▶ [DIRECTIONS FOR THIS TASK]: Whichever lines of the material contain "door", copy each of them.

▶ [EXTRACTED DATA]:

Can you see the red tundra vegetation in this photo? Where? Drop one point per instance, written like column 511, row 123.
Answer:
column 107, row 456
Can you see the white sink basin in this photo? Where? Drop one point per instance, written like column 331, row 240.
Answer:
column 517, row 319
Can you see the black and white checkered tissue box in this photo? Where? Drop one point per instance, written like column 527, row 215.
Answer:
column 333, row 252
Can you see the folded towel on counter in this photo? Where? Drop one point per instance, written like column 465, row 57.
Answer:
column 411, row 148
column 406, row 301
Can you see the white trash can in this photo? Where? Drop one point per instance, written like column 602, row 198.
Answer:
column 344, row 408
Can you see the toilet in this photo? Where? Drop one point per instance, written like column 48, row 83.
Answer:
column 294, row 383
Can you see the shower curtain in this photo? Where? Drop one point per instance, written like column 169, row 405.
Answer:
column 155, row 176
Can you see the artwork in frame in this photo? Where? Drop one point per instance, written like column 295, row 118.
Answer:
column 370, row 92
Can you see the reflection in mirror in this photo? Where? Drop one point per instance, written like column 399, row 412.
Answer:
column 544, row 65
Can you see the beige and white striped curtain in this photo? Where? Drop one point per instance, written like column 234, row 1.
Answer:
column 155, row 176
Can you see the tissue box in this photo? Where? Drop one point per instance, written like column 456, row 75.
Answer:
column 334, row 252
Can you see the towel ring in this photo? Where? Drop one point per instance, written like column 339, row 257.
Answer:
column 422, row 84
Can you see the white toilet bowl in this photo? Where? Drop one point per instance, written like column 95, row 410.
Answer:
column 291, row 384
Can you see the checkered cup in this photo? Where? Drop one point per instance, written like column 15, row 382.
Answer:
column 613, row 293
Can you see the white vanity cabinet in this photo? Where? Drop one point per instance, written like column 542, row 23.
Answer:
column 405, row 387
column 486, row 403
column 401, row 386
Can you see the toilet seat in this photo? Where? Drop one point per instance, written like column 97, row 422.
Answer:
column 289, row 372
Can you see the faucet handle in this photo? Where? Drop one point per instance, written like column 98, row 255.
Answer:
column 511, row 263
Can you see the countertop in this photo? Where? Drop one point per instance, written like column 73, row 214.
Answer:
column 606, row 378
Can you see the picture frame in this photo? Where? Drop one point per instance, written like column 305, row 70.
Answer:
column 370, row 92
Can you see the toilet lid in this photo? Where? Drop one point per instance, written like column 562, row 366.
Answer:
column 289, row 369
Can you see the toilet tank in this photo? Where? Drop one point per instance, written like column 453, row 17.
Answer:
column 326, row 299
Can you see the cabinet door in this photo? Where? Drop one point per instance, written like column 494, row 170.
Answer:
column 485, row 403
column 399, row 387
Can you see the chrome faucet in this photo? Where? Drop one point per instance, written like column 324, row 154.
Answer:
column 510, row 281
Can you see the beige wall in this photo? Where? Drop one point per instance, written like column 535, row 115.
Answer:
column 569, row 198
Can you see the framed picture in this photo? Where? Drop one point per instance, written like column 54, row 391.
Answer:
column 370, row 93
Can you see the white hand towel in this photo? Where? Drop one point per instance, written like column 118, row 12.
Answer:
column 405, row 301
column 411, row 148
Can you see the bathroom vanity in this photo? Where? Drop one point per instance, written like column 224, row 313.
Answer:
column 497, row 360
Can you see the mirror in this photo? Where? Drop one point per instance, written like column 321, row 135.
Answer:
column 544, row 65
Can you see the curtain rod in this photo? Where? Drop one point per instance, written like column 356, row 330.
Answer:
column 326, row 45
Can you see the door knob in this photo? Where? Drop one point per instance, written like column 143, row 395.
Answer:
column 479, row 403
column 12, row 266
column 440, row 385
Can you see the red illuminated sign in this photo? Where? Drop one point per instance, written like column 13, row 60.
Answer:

▶ [ANSWER BOX]:
Can you see the cabinet door in this photo? Where? Drop one point per instance, written like column 494, row 170.
Can you see the door knob in this photo? Where? Drop one point per instance, written like column 143, row 395.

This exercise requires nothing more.